你的任务:
1. 这篇着色器教程的帧缓冲表格里列出了哪些帧缓冲？请写出全部英文名称。
2. 请从这篇着色器教程中原样摘录一段文字：从含有“数据包向资源包着色器传入参数”的地方开始，到“渲染模式(开启极佳图像品质)”为止，结尾包括这几个字。

引用段落:
数据包向资源包着色器传入参数
前篇-俺寻思之力
首先创建一个mc资源包
我们资源包要做的部分是着色器
着色器分为核心着色器和后处理着色器,而后处理着色器在assets/minecraft/post_effect目录下控制渲染管线,一共有
| json文件 | 作用 |
|---|---|
| blur.json | gui背景模糊 |
| creeper.json | 旁观模式苦力怕视角 |
| entity_outline.json | 发光实体描边渲染 |
| invert.json | 旁观模式末影人视角 |
| spider.json | 旁观模式蜘蛛视角 |
| transparency.json | 极佳图像品质渲染 |
聪明的小伙伴不难发现transparency是正常游玩下可常驻的渲染模式(开启极佳图像品质)
| 帧缓冲 |
|---|
| main - 游戏主体部分帧缓冲 |
| translucent - 绑定半透明帧缓冲 |
| item_entity - 绑定物品实体帧缓冲 |
| particles - 绑定粒子帧缓冲 |
| weather - 绑定天气帧缓冲 |
| clouds - 绑定云帧缓冲 |
仔细寻思寻思,particles(粒子)是比较方便,可控的部分,并且核心着色器中含有particles.fsh和particles.vsh.
自定义且判断一个特殊的粒子我们需要粒子的一些属性,比如透明度,查询一下wiki
颜色粒子选项可以自定义RGBA,entity_effect和tinted_leaves粒子都可用颜色粒子选项,可惜有个bug,tinted_leaves的A值实际上永为1.0,所以只能用entity_effect
1. 粒子顶点着色器修改基础
把mc的jar文件解压,在目录中找到assets/minecraft/shaders/core/
找到particle.vsh和particle.fsh,复制进自己的资源包里。

所示列表:
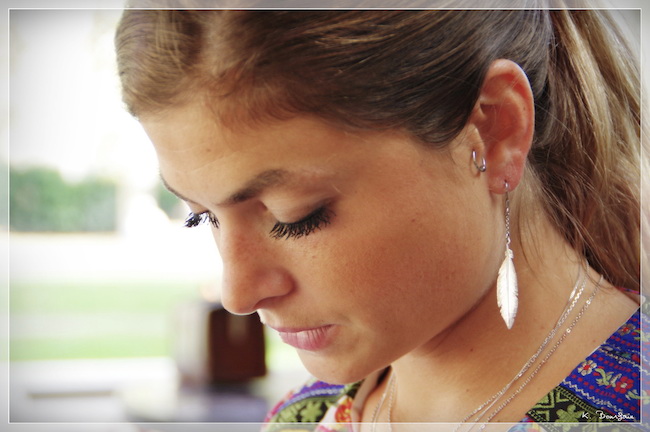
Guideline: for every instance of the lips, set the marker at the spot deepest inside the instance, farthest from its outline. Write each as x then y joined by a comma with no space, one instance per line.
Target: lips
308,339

--

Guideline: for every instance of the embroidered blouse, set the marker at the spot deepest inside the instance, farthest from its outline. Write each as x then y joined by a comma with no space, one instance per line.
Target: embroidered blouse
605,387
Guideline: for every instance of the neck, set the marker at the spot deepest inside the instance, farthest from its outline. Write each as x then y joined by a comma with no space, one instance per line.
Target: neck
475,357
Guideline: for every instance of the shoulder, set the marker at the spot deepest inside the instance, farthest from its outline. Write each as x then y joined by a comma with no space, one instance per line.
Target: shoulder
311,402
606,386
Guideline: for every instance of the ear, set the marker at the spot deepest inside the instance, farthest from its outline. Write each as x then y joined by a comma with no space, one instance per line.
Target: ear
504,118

...

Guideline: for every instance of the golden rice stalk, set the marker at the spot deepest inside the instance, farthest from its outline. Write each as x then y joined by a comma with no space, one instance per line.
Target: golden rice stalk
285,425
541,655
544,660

各题答案:
1. main、translucent、item_entity、particles、weather、clouds

2.
数据包向资源包着色器传入参数
前篇-俺寻思之力
首先创建一个mc资源包
我们资源包要做的部分是着色器
着色器分为核心着色器和后处理着色器,而后处理着色器在assets/minecraft/post_effect目录下控制渲染管线,一共有
| json文件 | 作用 |
|---|---|
| blur.json | gui背景模糊 |
| creeper.json | 旁观模式苦力怕视角 |
| entity_outline.json | 发光实体描边渲染 |
| invert.json | 旁观模式末影人视角 |
| spider.json | 旁观模式蜘蛛视角 |
| transparency.json | 极佳图像品质渲染 |
聪明的小伙伴不难发现transparency是正常游玩下可常驻的渲染模式(开启极佳图像品质)